● **INPUT DATA**:
+ + + +
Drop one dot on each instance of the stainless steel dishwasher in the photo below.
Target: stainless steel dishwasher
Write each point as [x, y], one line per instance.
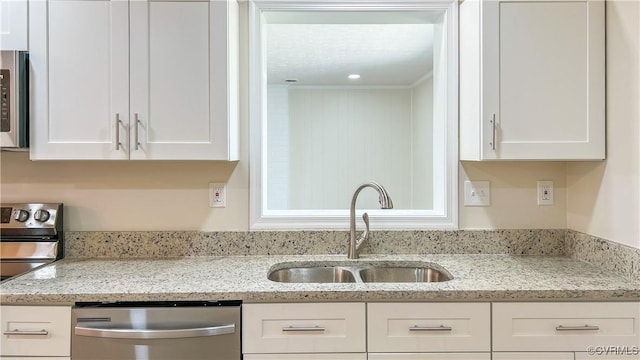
[156, 330]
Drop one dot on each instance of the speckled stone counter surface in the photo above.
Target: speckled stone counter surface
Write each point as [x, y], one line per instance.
[476, 277]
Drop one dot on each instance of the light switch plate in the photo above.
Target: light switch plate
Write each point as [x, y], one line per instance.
[477, 193]
[545, 192]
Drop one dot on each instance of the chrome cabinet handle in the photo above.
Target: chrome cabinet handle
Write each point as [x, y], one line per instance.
[118, 123]
[155, 334]
[430, 328]
[42, 332]
[578, 328]
[493, 132]
[136, 120]
[303, 328]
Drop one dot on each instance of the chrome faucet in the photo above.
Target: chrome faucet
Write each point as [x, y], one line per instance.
[385, 203]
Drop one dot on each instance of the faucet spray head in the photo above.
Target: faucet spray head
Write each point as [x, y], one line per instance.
[383, 196]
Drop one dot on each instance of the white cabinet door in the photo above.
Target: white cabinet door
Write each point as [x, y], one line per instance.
[35, 331]
[428, 327]
[13, 24]
[532, 80]
[180, 87]
[179, 102]
[79, 53]
[565, 326]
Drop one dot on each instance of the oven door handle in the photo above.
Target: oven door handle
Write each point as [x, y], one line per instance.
[155, 334]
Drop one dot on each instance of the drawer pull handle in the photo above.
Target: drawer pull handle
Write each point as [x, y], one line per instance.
[303, 328]
[430, 328]
[42, 332]
[578, 328]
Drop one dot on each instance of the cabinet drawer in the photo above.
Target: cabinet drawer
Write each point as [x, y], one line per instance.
[564, 326]
[303, 328]
[343, 356]
[429, 356]
[533, 356]
[422, 327]
[46, 330]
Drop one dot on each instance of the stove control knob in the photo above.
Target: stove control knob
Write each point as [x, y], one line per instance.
[41, 215]
[20, 215]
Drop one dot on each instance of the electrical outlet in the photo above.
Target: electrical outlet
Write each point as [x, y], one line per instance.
[545, 192]
[477, 193]
[217, 194]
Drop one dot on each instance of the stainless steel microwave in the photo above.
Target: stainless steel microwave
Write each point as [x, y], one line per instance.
[14, 99]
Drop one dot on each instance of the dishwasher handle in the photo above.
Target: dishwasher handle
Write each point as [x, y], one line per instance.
[152, 334]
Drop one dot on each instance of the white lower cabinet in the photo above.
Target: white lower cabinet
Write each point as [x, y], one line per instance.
[303, 329]
[388, 331]
[532, 356]
[572, 330]
[429, 356]
[428, 327]
[35, 331]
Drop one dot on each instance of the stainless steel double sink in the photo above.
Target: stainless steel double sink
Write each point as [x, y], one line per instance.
[379, 272]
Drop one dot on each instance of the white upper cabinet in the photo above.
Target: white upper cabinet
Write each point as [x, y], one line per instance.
[13, 24]
[134, 80]
[532, 80]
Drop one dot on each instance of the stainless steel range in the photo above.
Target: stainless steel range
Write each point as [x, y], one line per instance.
[30, 236]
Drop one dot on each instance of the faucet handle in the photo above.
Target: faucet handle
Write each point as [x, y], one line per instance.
[365, 234]
[365, 218]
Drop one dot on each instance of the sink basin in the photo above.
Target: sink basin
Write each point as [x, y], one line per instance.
[376, 272]
[321, 274]
[402, 274]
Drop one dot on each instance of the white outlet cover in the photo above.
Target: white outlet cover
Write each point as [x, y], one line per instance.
[545, 192]
[217, 194]
[477, 193]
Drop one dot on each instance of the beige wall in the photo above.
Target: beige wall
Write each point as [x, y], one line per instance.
[604, 197]
[514, 195]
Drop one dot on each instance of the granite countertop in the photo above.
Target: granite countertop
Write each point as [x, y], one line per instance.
[476, 278]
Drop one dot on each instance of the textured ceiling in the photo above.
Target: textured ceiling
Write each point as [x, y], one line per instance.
[324, 54]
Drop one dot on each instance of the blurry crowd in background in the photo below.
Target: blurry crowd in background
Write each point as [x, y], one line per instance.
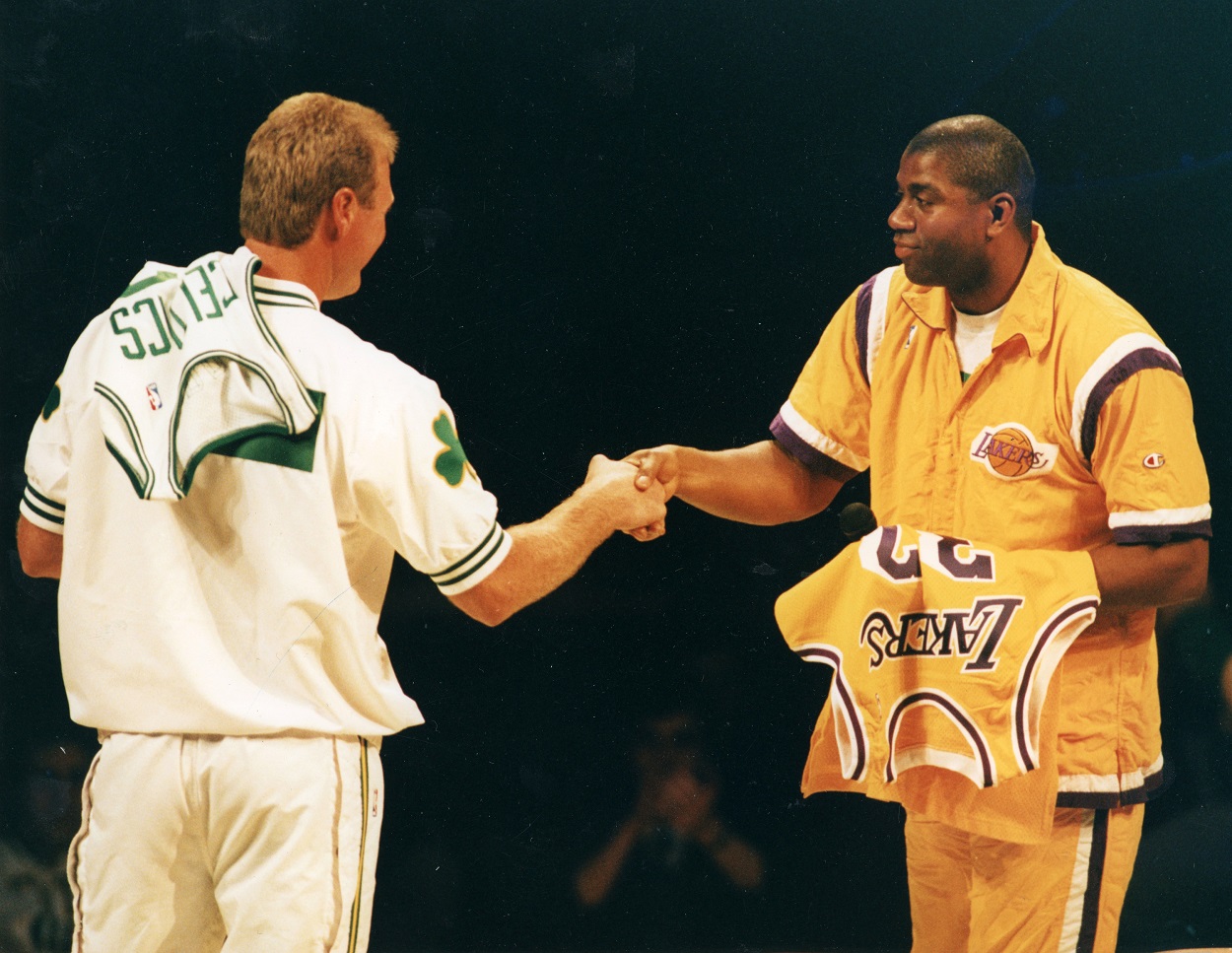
[661, 825]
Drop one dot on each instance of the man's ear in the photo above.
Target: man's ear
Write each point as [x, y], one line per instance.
[339, 215]
[1001, 208]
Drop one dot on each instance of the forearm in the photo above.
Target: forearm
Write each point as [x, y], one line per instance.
[40, 552]
[1148, 577]
[758, 484]
[545, 553]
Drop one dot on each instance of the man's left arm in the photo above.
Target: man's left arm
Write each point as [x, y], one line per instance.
[40, 551]
[1146, 457]
[1148, 577]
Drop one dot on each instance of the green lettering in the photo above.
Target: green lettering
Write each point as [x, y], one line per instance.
[208, 290]
[138, 351]
[166, 344]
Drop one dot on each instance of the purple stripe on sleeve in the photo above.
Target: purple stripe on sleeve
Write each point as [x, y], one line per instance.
[1161, 534]
[862, 309]
[1125, 369]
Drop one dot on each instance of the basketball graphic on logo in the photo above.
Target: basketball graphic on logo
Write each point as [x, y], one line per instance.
[1010, 452]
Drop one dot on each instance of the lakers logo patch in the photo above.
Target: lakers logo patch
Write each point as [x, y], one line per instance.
[1011, 452]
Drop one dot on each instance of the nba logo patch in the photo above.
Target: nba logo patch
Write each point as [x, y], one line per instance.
[1011, 452]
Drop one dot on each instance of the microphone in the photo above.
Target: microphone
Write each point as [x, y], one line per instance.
[856, 521]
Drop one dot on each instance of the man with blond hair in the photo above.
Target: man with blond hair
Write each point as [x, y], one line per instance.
[221, 479]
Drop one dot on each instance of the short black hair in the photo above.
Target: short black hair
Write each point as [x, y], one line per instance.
[985, 158]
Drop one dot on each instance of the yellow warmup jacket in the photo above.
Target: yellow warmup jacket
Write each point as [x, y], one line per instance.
[1077, 431]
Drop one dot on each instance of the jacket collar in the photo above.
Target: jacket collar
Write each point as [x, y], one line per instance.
[1029, 312]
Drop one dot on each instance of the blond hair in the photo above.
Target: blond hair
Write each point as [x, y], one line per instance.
[308, 148]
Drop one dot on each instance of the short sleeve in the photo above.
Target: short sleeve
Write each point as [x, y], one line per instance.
[1144, 454]
[414, 485]
[47, 465]
[826, 418]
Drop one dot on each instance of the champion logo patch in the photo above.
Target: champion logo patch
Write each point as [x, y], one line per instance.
[1011, 452]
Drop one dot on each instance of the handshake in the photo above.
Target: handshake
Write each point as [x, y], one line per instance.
[632, 494]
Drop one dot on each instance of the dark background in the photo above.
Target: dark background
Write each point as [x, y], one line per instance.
[616, 225]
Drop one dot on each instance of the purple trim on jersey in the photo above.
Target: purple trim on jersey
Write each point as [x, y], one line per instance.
[971, 731]
[1094, 878]
[794, 444]
[1161, 534]
[1033, 660]
[1125, 369]
[1151, 785]
[862, 310]
[832, 657]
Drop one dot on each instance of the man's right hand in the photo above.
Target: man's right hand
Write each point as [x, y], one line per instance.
[612, 485]
[656, 465]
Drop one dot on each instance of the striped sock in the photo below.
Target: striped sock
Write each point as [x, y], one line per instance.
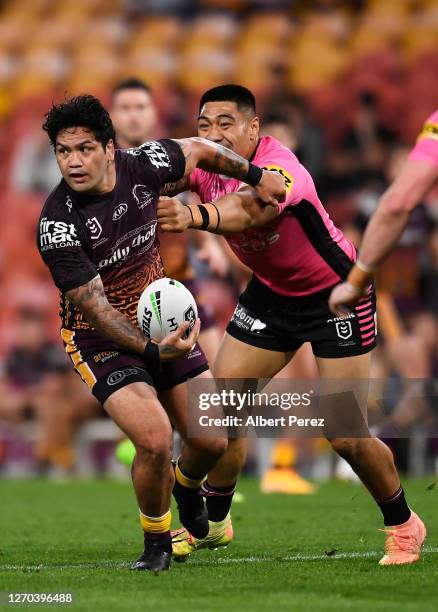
[218, 500]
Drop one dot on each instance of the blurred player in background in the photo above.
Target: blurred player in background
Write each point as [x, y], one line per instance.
[38, 384]
[418, 177]
[97, 236]
[298, 256]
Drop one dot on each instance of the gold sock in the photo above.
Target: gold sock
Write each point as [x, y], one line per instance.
[184, 481]
[156, 524]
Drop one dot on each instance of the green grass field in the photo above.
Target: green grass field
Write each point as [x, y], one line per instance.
[80, 538]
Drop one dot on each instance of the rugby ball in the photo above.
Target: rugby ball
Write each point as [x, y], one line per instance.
[163, 306]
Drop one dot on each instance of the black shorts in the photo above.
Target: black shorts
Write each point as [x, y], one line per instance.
[275, 322]
[105, 368]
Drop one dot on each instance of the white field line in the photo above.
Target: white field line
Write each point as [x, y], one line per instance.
[218, 561]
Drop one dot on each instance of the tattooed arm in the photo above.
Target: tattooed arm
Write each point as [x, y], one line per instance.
[112, 324]
[202, 153]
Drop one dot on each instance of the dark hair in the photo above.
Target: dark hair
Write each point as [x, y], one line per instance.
[82, 111]
[132, 83]
[230, 93]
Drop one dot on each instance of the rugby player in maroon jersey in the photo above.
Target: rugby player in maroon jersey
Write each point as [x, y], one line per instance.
[97, 234]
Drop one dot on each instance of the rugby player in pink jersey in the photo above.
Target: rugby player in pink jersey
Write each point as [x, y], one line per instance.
[297, 256]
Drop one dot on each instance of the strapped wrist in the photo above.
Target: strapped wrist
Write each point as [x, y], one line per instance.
[359, 279]
[254, 175]
[205, 216]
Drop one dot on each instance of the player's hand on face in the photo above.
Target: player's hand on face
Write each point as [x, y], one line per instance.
[172, 215]
[343, 299]
[272, 188]
[174, 345]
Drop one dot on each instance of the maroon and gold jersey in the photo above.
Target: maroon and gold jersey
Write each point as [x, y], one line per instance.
[114, 235]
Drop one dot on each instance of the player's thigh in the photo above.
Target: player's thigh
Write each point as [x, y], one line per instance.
[343, 395]
[236, 359]
[136, 410]
[209, 340]
[176, 403]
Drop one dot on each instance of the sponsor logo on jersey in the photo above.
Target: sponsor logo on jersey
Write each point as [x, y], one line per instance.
[144, 239]
[57, 235]
[430, 130]
[120, 210]
[288, 179]
[143, 196]
[94, 227]
[156, 153]
[146, 322]
[244, 320]
[116, 377]
[118, 256]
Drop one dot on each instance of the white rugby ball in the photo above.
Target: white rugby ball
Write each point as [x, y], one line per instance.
[163, 306]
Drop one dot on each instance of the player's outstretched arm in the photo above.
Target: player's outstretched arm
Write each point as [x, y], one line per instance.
[202, 153]
[384, 230]
[234, 212]
[112, 324]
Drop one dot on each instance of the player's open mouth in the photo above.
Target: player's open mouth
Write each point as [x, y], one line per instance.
[78, 177]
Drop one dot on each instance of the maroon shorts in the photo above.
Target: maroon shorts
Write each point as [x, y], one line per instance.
[105, 368]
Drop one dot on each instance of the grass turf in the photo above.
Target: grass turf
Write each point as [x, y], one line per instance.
[80, 537]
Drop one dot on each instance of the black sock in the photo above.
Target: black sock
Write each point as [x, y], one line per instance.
[395, 510]
[218, 500]
[163, 540]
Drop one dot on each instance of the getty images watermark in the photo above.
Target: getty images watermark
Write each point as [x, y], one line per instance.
[315, 408]
[241, 401]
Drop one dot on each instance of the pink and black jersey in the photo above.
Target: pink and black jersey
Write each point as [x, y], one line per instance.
[299, 253]
[426, 147]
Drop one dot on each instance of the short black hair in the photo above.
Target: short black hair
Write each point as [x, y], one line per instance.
[81, 111]
[242, 96]
[131, 83]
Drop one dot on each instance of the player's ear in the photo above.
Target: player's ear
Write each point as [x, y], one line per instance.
[110, 150]
[254, 128]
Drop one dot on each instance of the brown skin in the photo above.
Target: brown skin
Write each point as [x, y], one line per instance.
[238, 130]
[386, 226]
[370, 458]
[134, 116]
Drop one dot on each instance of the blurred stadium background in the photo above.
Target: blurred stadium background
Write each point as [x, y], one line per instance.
[355, 80]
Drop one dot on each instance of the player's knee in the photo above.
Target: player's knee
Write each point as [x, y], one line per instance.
[345, 447]
[154, 449]
[211, 447]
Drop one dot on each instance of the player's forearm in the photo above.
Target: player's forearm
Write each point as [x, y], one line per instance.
[210, 156]
[381, 236]
[107, 320]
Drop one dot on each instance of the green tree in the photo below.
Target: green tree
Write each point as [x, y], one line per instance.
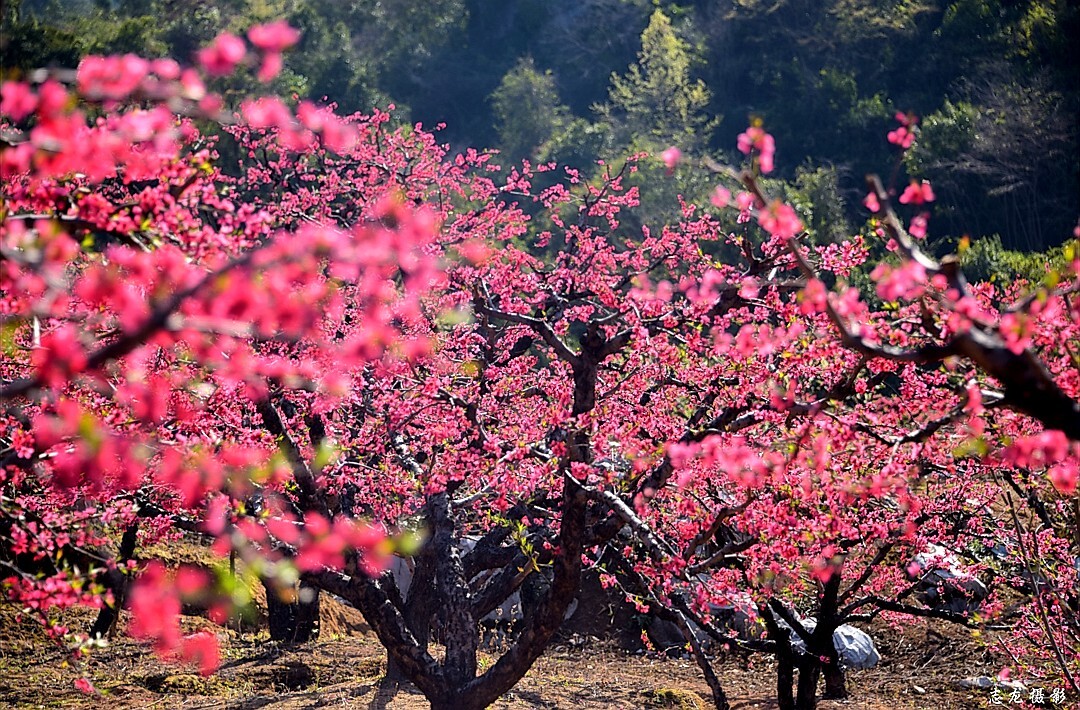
[657, 99]
[527, 109]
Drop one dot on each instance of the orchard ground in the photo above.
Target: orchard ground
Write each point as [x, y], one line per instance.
[346, 667]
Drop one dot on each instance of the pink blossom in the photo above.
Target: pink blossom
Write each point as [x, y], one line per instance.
[671, 158]
[1064, 477]
[918, 226]
[270, 66]
[780, 220]
[917, 193]
[755, 137]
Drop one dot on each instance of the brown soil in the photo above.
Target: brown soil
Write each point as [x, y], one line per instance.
[345, 669]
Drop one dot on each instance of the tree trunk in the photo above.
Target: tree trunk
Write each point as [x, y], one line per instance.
[835, 684]
[809, 672]
[117, 581]
[296, 620]
[785, 659]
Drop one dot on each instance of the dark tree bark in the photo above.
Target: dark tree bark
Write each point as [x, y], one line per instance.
[785, 659]
[117, 581]
[296, 621]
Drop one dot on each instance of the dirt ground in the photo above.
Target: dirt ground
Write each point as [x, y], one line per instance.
[345, 669]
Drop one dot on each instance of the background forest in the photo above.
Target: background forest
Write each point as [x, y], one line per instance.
[996, 84]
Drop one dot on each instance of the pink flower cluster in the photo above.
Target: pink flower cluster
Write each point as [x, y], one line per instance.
[756, 138]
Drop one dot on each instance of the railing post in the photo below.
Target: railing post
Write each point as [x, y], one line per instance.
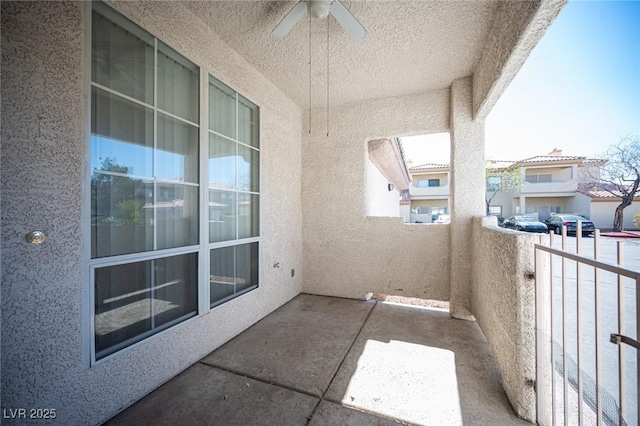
+ + + +
● **EXERCISE DIRECTIONS**: Rewrite the rows above, starting with the line containing "Drop one dot on each instance of the nba" and going on through the line containing "[1077, 431]". Replace "warmup" with "warm-up" and leave everything else unchanged.

● **ANSWER**:
Drop one dot on each instance of the nba logo patch in the photo above.
Target: nba logo patch
Write each point as [x, y], one line per instance.
[1011, 452]
Drop one dot on each instance of the microphone in the photo above.
Target: microphone
Write each point as [x, y], one line per instance.
[856, 521]
Drop one dot on each instance of the man with blond hair in the photo above.
Target: man with blond hair
Write each point as [x, y], one line per instance.
[221, 479]
Drop one dot on each instance of the short black hair in the photo above.
Target: short black hair
Write each point as [x, y], one line per instance.
[985, 158]
Drop one dot on each instance of the yellow warm-up jacket in the photo above.
Target: yellow warm-up jacket
Write each point as [x, y], one line per instance.
[1077, 431]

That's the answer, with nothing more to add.